- **Instructions**:
[1] Starting with "A real-time, multilingual" and going on through "well as English.", copy that portion of the voice assistant description word for word.
[2] Decide whether each statement agrees with the voice assistant description, answering yes or no and quoting the deciding words: (a) the React frontend reaches the FastAPI backend over WebSocket; (b) Voice Activity Detection is done with Amazon Transcribe; (c) the infrastructure is defined as code with Terraform.

A real-time, multilingual voice assistant prototype that enables natural spoken conversations in multiple Indic languages — including Hindi, Bengali, Tamil, Telugu, Kannada, Malayalam, Marathi, Gujarati, Odia, Punjabi, and Assamese — as well as English.
The application is built on the Pipecat open-source framework and leverages AWS services (Amazon Bedrock for LLM, Amazon Transcribe for STT, Amazon Polly for TTS, and Amazon Nova Sonic for speech-to-speech) alongside third-party providers like Smallest AI for broader Indic language STT/TTS coverage. A React frontend connects to a FastAPI backend over WebSocket, streaming audio in real time for low-latency, interactive voice conversations. The infrastructure is defined as code using AWS CDK for easy deployment.
Key Features:
- Real-time bidirectional audio streaming via WebSocket
- Support for multiple Indic languages
- Pluggable STT/TTS pipeline — switch between AWS-native services, Smallest AI, or Amazon Nova Sonic
- Tool-calling support (e.g., weather lookup) powered by Strands Agents and Pipecat function calling
- Voice Activity Detection (VAD) using Silero for natural turn-taking
- Capability to handle interruptions
- 3D animated avatar or spectogram on the frontend
- Dynamic, contextual waiting message for tools that take longer time to process
- AWS CDK infrastructure for VPC, ECS, and Cognito-based authentication
- Connect — The React frontend authenticates via Cognito and opens a WebSocket to the FastAPI backend, passing the selected pipeline and language.

- **Extracted material**:
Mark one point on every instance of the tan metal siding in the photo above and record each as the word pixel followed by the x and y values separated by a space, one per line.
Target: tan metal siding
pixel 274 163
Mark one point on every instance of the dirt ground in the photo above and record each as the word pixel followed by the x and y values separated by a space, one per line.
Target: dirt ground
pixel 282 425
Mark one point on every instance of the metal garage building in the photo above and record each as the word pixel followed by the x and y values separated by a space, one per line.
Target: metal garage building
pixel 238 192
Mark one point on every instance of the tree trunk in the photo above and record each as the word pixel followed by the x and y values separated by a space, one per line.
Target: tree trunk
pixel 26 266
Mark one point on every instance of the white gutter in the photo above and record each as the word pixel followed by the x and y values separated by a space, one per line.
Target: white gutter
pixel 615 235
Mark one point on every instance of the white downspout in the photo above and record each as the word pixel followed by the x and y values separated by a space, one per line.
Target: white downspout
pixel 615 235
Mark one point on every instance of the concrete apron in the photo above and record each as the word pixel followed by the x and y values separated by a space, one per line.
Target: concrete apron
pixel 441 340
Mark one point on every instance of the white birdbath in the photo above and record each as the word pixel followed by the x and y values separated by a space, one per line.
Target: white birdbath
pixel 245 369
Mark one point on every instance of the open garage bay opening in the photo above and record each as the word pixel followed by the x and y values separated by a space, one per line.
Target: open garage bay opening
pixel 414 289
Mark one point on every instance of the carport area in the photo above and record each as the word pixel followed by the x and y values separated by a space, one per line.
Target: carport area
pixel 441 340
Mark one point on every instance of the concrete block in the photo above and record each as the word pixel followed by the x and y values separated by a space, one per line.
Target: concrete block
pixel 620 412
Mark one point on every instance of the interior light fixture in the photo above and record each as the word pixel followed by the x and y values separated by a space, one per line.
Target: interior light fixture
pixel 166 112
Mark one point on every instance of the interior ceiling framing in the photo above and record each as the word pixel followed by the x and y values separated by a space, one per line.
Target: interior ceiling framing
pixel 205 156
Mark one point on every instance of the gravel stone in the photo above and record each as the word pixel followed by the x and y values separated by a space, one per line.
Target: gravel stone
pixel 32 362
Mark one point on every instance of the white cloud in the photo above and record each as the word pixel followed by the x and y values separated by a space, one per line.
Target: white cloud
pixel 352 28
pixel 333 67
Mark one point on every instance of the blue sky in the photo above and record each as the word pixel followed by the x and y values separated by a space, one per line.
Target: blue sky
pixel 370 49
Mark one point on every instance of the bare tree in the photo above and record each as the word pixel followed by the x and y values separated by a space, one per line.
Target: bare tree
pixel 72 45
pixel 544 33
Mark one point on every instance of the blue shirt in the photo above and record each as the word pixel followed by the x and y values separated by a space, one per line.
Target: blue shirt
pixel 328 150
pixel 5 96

- **Answers by task**:
[1]
A real-time, multilingual voice assistant prototype that enables natural spoken conversations in multiple Indic languages — including Hindi, Bengali, Tamil, Telugu, Kannada, Malayalam, Marathi, Gujarati, Odia, Punjabi, and Assamese — as well as English.

[2]
(a) Yes: "A React frontend connects to a FastAPI backend over WebSocket"
(b) No: "Voice Activity Detection (VAD) using Silero for natural turn-taking"
(c) No: "The infrastructure is defined as code using AWS CDK for easy deployment."